The exercise: Rewrite every line from the one containing "Each instance receives a single keypoint. Tag the lamp" through the last line, keeping the requests and raising each keypoint coordinate by 91. Leave the pictures out.

:::::

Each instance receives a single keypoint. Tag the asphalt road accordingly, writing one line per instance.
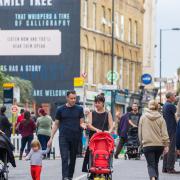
(125, 170)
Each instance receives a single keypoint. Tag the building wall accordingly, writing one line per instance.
(96, 44)
(149, 36)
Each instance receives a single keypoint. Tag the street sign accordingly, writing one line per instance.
(114, 74)
(160, 79)
(109, 87)
(8, 94)
(78, 82)
(14, 109)
(146, 79)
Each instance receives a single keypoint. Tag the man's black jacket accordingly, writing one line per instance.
(6, 147)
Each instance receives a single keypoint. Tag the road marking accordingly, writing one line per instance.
(85, 175)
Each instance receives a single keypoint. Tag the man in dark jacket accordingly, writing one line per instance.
(169, 110)
(5, 125)
(122, 131)
(178, 138)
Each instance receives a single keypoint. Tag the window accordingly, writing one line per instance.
(133, 77)
(122, 28)
(94, 16)
(130, 31)
(121, 73)
(91, 68)
(103, 19)
(136, 33)
(117, 24)
(85, 13)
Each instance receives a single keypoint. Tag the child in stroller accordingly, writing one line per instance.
(6, 156)
(101, 148)
(133, 148)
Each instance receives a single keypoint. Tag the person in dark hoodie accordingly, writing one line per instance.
(153, 137)
(122, 131)
(5, 125)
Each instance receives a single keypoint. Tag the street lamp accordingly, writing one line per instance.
(160, 62)
(112, 62)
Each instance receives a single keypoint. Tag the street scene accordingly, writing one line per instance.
(89, 89)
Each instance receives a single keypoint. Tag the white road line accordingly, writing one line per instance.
(85, 175)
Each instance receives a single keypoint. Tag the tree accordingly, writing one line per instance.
(25, 86)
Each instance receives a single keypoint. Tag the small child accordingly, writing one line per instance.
(35, 156)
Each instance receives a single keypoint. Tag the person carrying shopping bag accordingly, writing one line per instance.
(153, 137)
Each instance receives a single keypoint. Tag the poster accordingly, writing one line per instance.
(40, 42)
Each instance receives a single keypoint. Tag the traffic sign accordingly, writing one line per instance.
(146, 79)
(114, 74)
(78, 82)
(109, 87)
(160, 79)
(14, 109)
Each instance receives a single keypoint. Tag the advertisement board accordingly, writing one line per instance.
(40, 42)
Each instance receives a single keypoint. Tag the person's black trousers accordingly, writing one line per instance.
(170, 158)
(122, 141)
(86, 161)
(153, 155)
(26, 140)
(68, 150)
(43, 139)
(80, 146)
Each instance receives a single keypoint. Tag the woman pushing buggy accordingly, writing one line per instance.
(6, 156)
(98, 158)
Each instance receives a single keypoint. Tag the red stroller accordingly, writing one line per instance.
(101, 148)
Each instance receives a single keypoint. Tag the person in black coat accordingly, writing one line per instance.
(5, 125)
(178, 138)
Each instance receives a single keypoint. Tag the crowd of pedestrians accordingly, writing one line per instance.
(158, 132)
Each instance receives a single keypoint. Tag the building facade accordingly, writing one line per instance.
(96, 43)
(149, 38)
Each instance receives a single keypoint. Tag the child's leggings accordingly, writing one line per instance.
(36, 172)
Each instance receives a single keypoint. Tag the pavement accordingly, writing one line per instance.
(123, 170)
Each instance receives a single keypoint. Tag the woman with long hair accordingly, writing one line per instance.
(153, 137)
(26, 129)
(98, 120)
(44, 124)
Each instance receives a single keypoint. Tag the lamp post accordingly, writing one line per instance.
(112, 61)
(160, 62)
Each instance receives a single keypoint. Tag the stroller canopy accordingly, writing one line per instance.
(6, 147)
(102, 141)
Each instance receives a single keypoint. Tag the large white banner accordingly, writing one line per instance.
(30, 42)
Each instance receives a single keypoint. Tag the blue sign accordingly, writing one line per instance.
(146, 79)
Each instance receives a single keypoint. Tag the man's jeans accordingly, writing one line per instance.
(68, 150)
(43, 139)
(26, 140)
(169, 158)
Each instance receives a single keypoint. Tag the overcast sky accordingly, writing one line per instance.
(168, 16)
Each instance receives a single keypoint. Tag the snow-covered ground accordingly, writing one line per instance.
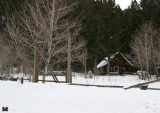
(64, 98)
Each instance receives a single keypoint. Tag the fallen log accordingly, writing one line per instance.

:::::

Problem solution:
Each instance receives a single keypoint. Tag the lamp post accordingly, writing one line per instance.
(203, 152)
(251, 153)
Each instance receives a single keypoint. Tag the stroller canopy accordingly, writing one line per instance.
(97, 238)
(193, 232)
Each instance receives a single keypoint. Tag the large white banner accordingly, writing one line per instance.
(121, 133)
Each instance receives a single keypoint. Tag the blue sign accordingly, writing one line per instance.
(237, 170)
Each instance receives a single keypoint. Tag the man's jeans accordingly, writing one line per instance.
(159, 241)
(134, 230)
(117, 231)
(260, 249)
Each instance receives a single keypoint. Tag the overcast sky accordingly, writing one line per instance.
(259, 107)
Each instance receives a single keypoint. Tag the snow-covered ground accordingly, writing one line per instance.
(155, 189)
Each instance receives a single keypoint. Tag the fallen log accordingly, writing one line per instance.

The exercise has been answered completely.